VM doesn't start Proxmox 6 - timeout waiting on systemd

evg32 · Sep 2, 2020

Jay Sullivan said:
Just to be clear: Did you make this change on the PVE host or the guest VMs?

Edit: Changed that cstate setting on my PVE host, updated grub, and rebooted. I've got three VMs that won't start up already. No dice.

For whole host of course. I don't know but it's solved all my issues.

gbr · Sep 8, 2020

I moved everything to base Ubuntu with KVM and libvirtd/virt-manager. I didn't have any containers, just KVM machines. Now, I can actually go on holidays without things locking up on me. I started Proxmox on version2. Pity they won't accept there is an issue here.

wolfgang · Sep 10, 2020

gbr said:
Pity they won't accept there is an issue here.

This is not we don't accept that there is no issue.
But it is hard to fix something that we can't reproduce.

We found something that might correlate with the problem.
see https://forum.proxmox.com/threads/backup-randomly-stops.75252/

gbr · Sep 10, 2020

wolfgang said:
This is not we don't accept that there is no issue.
But it is hard to fix something that we can't reproduce.

We found something that might correlate with the problem.
see https://forum.proxmox.com/threads/backup-randomly-stops.75252/

My apologies, then. There's been no Proxmox employee interaction on here for quite a while, so I thought you'd dropped it.

Gerald

Catwoolfii · Sep 13, 2020

Just this week I encountered a similar problem on a single virtual machine (linux). In the course of finding out the reasons, it was found that the problem occurred due to the enabled memory option "ballooning device". This option is enabled by default and I just forgot to disable it.

* **DATASET EXTRACT**
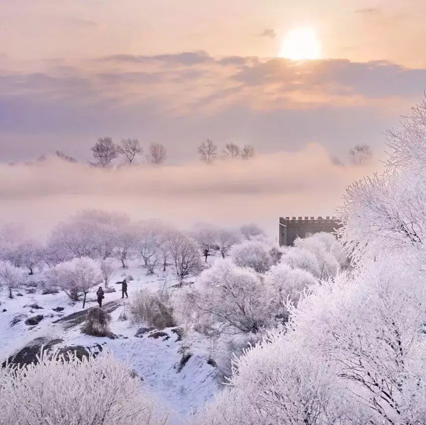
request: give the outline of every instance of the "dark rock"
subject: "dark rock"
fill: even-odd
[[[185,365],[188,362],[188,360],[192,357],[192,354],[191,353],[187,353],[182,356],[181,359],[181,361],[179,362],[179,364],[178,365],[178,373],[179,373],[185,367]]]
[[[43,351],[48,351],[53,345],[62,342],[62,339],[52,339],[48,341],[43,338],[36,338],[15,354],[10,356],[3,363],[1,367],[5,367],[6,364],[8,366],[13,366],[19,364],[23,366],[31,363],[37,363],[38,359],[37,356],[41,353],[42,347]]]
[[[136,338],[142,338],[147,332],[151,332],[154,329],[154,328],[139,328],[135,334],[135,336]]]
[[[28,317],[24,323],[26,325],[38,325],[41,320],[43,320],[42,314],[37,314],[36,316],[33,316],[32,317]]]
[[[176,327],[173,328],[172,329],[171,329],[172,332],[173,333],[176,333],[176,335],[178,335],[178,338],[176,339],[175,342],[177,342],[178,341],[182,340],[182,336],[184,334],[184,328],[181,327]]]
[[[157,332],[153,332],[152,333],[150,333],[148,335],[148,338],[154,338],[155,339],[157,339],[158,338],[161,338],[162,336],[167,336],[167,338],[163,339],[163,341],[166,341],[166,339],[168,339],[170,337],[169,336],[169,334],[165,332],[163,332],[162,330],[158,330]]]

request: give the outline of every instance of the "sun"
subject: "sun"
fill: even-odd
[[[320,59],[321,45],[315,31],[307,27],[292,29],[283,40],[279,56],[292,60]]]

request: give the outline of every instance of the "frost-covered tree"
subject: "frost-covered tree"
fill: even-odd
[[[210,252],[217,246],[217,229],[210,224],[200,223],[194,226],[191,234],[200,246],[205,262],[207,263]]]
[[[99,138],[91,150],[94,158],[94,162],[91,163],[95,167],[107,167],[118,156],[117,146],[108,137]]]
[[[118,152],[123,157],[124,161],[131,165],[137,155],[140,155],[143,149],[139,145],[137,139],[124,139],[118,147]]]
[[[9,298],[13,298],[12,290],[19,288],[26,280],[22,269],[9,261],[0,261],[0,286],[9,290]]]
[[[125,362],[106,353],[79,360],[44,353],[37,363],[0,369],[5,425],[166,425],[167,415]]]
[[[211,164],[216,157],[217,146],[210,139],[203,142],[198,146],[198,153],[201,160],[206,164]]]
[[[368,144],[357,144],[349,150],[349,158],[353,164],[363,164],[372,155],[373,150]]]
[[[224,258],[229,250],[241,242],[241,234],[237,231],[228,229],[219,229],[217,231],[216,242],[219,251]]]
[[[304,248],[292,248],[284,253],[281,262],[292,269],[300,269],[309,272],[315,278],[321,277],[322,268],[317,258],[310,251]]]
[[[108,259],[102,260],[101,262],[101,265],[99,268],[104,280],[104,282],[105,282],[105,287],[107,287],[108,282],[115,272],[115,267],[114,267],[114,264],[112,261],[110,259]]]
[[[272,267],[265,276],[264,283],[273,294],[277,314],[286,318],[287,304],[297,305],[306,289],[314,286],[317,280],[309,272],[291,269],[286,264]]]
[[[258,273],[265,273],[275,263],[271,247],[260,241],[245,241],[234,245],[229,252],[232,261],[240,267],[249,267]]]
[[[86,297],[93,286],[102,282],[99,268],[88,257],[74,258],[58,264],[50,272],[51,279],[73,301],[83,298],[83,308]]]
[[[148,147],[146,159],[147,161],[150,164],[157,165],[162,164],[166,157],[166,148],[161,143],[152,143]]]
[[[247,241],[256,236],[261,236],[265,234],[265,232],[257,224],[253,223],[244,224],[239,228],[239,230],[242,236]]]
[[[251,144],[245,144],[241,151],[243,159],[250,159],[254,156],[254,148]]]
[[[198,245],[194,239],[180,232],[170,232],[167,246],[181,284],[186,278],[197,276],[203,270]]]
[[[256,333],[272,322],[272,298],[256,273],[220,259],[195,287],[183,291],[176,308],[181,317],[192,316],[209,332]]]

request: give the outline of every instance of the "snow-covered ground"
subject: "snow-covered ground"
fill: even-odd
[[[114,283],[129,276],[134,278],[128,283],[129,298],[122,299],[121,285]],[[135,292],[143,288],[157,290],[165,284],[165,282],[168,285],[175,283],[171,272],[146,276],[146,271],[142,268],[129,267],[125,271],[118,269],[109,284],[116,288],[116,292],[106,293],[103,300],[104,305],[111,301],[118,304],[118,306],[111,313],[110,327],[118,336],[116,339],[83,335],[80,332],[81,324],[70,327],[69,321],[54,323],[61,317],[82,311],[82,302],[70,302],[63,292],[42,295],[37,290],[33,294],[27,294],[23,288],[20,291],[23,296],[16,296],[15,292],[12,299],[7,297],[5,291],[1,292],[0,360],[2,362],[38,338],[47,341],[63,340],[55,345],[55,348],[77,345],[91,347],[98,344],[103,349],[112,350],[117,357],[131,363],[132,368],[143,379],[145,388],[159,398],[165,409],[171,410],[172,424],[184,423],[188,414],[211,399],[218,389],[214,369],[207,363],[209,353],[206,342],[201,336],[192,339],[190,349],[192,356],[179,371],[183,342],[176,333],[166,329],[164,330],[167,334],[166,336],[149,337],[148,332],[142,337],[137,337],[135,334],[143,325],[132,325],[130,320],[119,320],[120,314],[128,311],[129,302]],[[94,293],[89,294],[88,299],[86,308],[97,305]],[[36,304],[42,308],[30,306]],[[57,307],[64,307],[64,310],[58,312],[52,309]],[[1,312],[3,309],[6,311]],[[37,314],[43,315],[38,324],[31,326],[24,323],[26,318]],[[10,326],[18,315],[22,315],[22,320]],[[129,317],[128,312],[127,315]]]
* * *
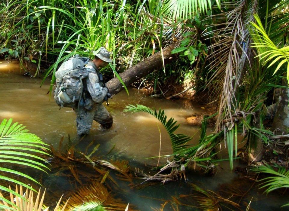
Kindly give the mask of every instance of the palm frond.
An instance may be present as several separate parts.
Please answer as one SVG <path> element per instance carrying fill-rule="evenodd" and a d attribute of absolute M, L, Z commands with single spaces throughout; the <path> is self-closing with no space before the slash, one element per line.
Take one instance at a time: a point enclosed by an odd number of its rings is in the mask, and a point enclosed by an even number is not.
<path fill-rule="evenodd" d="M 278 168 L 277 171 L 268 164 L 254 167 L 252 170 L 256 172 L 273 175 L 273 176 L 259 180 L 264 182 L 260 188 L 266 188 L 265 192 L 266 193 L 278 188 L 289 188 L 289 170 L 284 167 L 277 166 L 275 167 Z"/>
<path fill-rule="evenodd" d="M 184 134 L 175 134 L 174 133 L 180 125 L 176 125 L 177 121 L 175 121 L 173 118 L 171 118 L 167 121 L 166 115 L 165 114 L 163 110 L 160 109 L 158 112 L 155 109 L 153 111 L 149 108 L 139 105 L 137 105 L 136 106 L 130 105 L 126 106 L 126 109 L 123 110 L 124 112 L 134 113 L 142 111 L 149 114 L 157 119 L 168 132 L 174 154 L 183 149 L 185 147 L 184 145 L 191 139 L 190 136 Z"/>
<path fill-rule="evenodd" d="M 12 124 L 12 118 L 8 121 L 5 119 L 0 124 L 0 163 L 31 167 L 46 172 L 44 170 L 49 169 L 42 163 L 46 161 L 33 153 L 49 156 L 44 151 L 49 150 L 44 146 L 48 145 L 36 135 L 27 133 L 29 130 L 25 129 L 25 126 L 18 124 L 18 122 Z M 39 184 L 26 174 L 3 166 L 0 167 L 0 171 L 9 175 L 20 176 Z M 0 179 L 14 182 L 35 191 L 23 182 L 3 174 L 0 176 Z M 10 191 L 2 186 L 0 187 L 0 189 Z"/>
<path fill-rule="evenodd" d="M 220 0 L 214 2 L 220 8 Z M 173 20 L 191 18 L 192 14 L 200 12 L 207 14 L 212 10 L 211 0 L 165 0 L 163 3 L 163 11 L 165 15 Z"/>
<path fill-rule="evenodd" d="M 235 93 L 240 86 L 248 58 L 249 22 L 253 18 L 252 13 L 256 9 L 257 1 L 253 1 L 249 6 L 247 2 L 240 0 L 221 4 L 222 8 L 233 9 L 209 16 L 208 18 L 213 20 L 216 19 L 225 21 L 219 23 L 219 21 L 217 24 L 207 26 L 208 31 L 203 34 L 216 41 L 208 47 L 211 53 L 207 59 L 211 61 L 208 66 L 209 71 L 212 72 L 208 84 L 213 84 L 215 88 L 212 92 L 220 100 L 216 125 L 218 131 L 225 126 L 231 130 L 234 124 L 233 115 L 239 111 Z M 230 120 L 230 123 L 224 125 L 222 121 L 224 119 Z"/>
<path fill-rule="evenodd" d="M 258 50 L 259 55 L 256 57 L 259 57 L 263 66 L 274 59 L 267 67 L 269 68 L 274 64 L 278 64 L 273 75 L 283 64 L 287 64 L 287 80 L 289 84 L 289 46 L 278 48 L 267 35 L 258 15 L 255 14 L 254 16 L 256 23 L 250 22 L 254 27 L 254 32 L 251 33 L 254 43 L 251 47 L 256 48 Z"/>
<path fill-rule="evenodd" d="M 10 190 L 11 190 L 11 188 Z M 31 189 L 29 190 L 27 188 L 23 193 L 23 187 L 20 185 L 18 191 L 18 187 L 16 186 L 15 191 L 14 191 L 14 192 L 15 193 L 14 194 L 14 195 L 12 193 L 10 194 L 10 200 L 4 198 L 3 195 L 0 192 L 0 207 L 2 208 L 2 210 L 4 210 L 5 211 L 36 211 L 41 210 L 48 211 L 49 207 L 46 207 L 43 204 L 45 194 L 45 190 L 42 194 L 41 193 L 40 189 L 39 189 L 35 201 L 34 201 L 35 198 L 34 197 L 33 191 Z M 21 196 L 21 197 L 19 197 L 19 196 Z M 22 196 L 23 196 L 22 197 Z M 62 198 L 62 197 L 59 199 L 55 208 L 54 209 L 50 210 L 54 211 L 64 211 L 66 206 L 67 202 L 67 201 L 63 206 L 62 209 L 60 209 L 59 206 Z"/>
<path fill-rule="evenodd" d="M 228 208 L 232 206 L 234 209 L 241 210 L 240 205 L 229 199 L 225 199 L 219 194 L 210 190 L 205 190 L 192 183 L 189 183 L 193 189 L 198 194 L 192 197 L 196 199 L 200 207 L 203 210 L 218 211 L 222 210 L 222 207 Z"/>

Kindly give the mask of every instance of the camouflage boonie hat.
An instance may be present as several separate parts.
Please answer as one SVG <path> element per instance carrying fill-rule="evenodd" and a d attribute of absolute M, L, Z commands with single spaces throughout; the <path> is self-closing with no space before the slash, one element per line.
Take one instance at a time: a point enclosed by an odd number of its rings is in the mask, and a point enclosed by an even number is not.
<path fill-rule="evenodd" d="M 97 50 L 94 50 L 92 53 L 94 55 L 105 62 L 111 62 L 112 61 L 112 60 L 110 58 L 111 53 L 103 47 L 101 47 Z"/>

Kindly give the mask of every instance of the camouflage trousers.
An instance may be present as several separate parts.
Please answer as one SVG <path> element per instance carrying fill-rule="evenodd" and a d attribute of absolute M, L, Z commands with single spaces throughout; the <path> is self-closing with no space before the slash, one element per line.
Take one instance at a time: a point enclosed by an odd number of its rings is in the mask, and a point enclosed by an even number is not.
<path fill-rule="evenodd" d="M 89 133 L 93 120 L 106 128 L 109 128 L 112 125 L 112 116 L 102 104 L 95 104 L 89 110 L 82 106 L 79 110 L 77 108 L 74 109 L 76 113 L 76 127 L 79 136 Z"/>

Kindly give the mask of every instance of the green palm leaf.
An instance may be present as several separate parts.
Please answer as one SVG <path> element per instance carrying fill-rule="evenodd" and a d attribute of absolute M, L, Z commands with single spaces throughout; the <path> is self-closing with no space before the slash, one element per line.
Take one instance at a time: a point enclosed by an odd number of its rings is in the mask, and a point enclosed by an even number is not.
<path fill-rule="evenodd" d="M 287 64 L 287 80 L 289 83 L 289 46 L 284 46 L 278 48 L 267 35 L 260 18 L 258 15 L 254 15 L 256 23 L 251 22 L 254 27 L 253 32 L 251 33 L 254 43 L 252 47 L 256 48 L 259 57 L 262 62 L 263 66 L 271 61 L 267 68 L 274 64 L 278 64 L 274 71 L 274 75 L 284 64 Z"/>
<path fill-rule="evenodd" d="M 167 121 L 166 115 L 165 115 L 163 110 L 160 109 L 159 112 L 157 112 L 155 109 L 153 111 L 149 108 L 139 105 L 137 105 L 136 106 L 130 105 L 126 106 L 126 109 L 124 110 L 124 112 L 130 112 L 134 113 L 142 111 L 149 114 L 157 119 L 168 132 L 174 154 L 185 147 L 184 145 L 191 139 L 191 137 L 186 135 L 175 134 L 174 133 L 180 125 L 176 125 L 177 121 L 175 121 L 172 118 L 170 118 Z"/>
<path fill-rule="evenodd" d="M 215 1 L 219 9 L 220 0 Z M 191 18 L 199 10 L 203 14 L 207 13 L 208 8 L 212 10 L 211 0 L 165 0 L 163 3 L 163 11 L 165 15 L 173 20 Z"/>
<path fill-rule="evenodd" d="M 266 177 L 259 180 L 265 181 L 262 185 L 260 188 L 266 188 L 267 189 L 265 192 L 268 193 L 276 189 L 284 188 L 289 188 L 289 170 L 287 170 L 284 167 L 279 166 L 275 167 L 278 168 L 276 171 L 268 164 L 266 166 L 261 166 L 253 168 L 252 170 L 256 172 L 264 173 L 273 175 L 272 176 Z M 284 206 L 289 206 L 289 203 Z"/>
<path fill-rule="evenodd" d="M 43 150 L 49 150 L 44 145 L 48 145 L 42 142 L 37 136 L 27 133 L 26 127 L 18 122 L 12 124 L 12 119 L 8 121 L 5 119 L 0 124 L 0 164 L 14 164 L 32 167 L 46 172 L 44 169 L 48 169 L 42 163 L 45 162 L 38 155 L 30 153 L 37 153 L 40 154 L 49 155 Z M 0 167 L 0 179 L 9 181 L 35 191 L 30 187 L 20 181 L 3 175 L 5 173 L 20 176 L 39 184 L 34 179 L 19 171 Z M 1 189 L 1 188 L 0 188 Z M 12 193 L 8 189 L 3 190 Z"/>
---
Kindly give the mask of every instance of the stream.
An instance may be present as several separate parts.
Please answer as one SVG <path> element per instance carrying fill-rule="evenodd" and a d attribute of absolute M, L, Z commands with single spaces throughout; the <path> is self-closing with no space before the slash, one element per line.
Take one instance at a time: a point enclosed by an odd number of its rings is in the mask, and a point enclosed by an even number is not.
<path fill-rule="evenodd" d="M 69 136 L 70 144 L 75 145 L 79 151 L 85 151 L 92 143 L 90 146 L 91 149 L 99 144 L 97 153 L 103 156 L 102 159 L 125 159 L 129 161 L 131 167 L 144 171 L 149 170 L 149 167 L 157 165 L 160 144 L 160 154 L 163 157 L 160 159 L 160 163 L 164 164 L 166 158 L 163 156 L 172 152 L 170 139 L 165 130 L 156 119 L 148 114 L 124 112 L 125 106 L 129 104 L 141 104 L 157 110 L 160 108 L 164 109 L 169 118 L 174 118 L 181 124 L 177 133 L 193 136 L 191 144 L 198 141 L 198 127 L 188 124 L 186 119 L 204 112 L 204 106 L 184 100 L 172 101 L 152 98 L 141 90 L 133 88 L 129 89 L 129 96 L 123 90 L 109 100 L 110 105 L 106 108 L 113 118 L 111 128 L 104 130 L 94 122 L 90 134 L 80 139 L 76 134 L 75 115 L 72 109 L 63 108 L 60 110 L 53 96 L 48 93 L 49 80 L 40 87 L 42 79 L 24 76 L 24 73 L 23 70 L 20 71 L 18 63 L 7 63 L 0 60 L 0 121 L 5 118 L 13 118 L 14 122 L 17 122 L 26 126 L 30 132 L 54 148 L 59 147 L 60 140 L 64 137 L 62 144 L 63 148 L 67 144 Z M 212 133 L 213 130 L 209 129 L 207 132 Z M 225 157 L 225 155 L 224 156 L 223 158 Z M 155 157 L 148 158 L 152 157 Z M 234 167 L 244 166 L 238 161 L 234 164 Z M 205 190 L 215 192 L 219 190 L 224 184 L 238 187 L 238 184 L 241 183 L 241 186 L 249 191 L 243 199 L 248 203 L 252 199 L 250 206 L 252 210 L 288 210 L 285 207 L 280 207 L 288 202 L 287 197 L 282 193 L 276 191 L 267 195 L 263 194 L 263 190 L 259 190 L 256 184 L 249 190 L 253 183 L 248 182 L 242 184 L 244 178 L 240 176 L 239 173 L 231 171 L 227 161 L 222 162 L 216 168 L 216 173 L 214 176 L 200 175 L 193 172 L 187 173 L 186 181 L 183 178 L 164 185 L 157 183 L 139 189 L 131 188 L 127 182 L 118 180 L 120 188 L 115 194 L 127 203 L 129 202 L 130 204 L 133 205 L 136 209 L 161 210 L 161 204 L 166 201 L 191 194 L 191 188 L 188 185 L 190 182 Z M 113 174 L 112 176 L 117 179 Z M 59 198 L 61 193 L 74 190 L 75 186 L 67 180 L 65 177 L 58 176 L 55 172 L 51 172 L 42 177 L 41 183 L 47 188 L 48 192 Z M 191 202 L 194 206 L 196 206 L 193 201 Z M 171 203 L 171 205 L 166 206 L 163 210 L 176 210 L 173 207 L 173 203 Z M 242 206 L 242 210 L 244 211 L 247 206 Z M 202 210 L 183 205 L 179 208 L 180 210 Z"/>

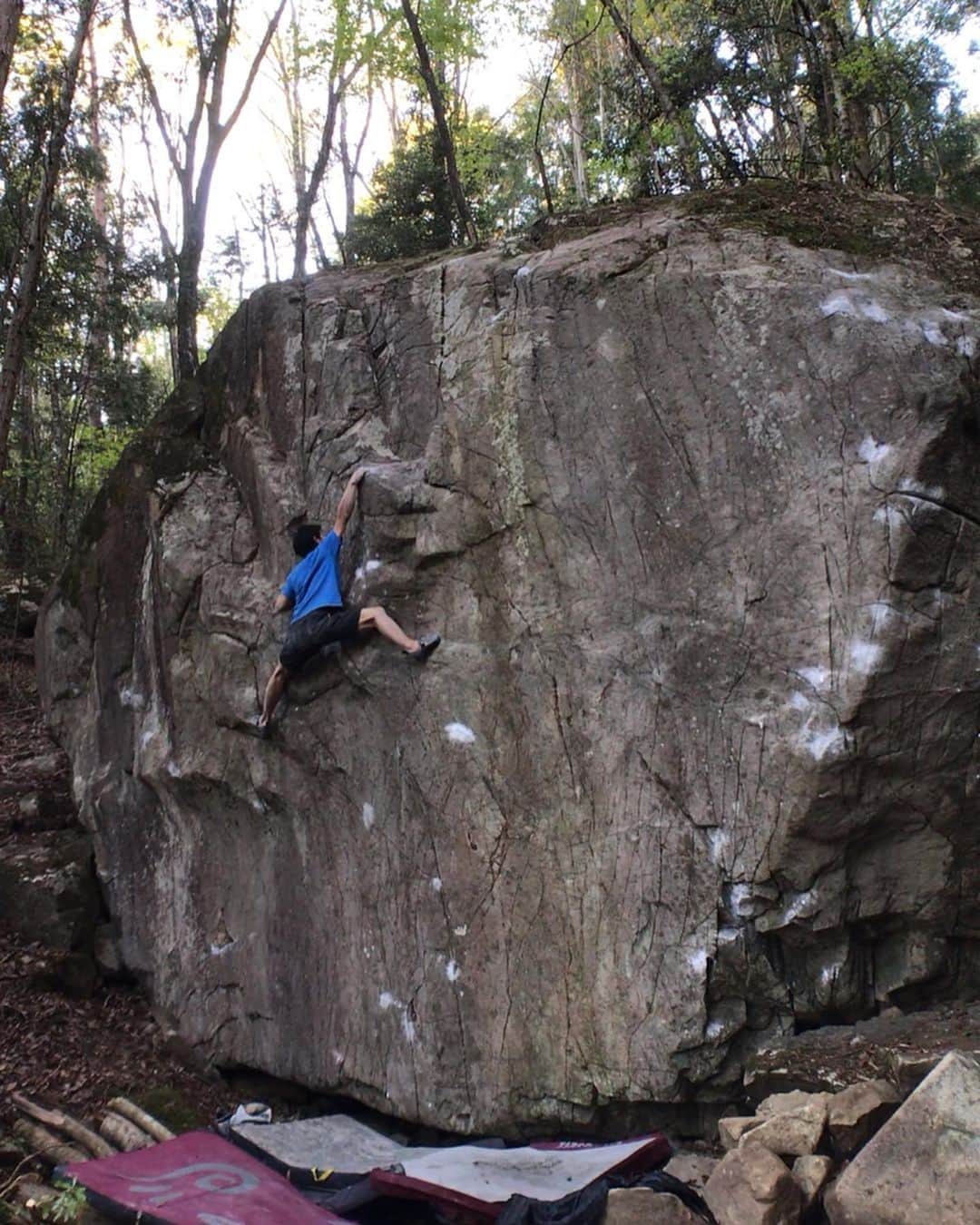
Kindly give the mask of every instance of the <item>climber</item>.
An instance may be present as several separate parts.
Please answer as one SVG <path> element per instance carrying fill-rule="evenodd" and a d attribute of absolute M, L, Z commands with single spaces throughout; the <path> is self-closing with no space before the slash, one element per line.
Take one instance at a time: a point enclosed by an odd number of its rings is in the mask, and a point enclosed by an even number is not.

* **WRITTEN PROBLEM**
Answer these questions about the forum thread on VMs not starting in Proxmox 6:
1. Where did gbr move everything?
2. Why does wolfgang say the problem is hard to fix?
3. Which memory option did Catwoolfii find was causing the problem?

* **EXERCISE OUTPUT**
1. To base Ubuntu with KVM and libvirtd/virt-manager.
2. Because they can't reproduce it.
3. The "ballooning device" option, which is enabled by default.